_Work instructions:_ What do the lines from the one containing "locate the stone ledge in the photo above" through the end of the entries say? Quote them exactly, and only them.

_Records shown:_
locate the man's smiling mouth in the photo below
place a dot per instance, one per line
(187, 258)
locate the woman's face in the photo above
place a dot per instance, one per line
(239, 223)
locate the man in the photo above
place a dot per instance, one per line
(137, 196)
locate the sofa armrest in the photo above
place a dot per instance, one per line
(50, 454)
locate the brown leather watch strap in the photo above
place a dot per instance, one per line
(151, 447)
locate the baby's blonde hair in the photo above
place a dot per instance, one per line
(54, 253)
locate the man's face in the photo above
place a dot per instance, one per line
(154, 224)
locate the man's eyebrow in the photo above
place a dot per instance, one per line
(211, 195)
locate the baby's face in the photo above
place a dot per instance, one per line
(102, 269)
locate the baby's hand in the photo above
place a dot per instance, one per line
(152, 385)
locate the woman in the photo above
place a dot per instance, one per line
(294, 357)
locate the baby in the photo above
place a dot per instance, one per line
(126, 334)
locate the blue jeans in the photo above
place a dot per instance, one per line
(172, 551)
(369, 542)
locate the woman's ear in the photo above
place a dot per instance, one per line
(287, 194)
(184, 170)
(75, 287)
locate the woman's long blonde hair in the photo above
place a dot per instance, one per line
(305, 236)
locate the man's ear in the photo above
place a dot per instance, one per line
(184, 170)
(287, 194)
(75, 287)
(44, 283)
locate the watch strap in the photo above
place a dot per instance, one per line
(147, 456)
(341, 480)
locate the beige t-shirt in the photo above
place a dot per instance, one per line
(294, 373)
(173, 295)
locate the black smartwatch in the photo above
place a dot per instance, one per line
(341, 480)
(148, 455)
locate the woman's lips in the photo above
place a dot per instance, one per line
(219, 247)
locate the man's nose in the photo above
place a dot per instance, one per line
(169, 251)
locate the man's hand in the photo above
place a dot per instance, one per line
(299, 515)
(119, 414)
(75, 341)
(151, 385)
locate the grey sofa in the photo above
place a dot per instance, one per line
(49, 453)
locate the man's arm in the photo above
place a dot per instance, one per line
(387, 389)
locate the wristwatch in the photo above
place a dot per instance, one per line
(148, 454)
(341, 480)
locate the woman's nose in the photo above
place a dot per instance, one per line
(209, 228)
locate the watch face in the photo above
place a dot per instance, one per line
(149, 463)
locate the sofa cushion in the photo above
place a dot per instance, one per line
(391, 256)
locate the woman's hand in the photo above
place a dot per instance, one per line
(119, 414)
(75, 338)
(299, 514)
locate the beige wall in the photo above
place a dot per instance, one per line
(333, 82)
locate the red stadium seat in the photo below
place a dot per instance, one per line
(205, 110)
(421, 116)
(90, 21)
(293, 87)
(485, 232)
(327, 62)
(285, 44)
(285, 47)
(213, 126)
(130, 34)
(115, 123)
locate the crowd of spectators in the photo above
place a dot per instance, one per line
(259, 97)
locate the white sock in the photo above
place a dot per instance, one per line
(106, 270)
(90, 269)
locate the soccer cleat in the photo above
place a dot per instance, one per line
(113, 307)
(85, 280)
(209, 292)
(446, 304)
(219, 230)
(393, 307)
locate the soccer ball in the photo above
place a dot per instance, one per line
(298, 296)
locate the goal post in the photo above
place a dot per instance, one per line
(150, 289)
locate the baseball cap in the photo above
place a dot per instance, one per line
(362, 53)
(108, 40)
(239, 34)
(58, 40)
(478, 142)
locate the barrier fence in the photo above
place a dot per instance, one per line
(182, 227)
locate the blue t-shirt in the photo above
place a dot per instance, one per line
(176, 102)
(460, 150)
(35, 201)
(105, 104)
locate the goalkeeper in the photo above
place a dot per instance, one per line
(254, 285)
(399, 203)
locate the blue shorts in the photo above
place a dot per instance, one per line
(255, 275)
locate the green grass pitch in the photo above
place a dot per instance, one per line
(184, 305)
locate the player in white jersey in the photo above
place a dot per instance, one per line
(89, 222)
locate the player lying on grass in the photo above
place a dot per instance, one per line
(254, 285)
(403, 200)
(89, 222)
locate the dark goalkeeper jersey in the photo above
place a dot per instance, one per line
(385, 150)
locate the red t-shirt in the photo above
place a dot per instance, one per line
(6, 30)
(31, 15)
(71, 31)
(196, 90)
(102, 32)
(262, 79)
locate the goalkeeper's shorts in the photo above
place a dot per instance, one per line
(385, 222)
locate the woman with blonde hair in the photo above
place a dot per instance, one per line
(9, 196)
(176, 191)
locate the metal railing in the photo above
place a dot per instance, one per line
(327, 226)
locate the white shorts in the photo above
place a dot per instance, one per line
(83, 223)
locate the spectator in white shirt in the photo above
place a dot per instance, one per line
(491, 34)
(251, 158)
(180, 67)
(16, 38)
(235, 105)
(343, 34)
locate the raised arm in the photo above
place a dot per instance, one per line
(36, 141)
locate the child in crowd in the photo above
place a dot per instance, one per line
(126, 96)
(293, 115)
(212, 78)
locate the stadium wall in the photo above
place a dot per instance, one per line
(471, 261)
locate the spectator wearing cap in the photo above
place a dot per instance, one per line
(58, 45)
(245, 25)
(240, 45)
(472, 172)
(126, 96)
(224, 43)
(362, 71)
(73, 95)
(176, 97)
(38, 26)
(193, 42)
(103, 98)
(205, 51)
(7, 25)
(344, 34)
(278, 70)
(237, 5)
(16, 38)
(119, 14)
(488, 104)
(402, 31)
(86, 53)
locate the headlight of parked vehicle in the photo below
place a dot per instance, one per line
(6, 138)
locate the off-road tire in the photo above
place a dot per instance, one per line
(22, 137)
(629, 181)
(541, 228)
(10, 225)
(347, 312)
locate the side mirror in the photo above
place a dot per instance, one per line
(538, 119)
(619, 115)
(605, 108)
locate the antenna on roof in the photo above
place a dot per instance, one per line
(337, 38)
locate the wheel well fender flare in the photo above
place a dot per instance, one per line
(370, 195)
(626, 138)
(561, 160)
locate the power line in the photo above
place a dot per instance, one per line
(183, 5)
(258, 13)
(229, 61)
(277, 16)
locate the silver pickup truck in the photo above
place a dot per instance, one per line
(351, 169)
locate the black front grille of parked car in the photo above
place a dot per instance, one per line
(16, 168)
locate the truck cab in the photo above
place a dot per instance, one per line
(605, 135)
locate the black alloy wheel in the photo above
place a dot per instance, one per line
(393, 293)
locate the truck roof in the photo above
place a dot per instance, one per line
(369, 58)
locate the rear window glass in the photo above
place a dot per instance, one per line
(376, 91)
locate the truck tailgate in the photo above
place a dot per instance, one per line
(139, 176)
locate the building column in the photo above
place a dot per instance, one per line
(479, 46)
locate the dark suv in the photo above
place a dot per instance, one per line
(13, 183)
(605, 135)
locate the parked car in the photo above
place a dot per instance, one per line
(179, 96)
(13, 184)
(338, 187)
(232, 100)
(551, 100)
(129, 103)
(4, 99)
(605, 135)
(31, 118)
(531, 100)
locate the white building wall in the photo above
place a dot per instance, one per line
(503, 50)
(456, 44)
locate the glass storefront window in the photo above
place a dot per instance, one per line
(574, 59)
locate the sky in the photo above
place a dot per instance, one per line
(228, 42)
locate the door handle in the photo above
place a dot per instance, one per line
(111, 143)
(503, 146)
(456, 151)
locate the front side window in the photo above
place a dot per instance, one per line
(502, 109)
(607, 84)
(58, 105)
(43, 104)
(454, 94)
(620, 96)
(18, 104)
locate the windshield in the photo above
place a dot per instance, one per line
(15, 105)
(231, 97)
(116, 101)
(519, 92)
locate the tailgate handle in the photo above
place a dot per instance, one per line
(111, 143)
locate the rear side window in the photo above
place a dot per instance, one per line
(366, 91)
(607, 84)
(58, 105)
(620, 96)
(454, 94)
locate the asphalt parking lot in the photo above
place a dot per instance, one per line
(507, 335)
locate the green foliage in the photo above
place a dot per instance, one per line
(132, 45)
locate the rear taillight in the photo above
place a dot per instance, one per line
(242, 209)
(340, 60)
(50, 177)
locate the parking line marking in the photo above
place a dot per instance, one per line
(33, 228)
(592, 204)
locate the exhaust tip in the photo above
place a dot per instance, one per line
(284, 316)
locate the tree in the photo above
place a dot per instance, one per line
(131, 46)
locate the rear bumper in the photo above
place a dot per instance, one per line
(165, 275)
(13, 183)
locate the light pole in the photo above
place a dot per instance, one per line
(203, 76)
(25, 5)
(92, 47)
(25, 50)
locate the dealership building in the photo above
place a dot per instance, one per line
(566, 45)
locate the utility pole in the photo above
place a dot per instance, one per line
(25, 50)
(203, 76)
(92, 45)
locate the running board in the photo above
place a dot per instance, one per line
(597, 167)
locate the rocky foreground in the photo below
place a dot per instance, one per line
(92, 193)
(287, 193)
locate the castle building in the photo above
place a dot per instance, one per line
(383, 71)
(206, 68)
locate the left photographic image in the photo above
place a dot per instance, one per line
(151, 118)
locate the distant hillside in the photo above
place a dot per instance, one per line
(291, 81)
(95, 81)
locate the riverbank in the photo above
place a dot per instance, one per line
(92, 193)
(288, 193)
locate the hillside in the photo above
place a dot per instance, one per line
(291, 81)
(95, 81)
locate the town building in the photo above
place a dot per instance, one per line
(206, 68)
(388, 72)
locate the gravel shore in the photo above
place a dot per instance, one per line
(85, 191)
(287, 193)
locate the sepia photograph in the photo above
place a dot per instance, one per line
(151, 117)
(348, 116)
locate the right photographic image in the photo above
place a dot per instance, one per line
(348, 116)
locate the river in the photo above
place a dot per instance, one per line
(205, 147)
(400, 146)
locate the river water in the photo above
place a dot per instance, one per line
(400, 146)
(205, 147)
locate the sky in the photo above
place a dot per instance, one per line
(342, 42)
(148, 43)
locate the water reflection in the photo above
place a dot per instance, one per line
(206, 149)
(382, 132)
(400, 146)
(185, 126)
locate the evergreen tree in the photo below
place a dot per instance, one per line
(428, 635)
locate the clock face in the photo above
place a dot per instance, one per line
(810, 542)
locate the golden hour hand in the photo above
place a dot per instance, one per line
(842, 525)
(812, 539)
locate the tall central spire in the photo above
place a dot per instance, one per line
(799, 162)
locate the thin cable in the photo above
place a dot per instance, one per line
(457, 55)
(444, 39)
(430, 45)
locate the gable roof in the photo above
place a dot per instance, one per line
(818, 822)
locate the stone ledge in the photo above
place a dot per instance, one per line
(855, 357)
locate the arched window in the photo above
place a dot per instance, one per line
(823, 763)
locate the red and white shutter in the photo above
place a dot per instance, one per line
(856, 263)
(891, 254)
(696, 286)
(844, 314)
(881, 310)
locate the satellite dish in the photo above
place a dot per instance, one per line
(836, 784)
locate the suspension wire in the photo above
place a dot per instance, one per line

_Written response:_
locate the stone ledge in the photo above
place a dot per instance, one per line
(855, 357)
locate the arched window in the photo above
place a dot per instance, one per line
(823, 763)
locate the red and white shutter in the photo above
place a dot per instance, one per line
(856, 263)
(891, 254)
(696, 286)
(844, 314)
(881, 310)
locate the satellite dish in the photo above
place a dot per instance, one per line
(836, 784)
locate the suspension wire in the photo above
place a dot per instance, one per line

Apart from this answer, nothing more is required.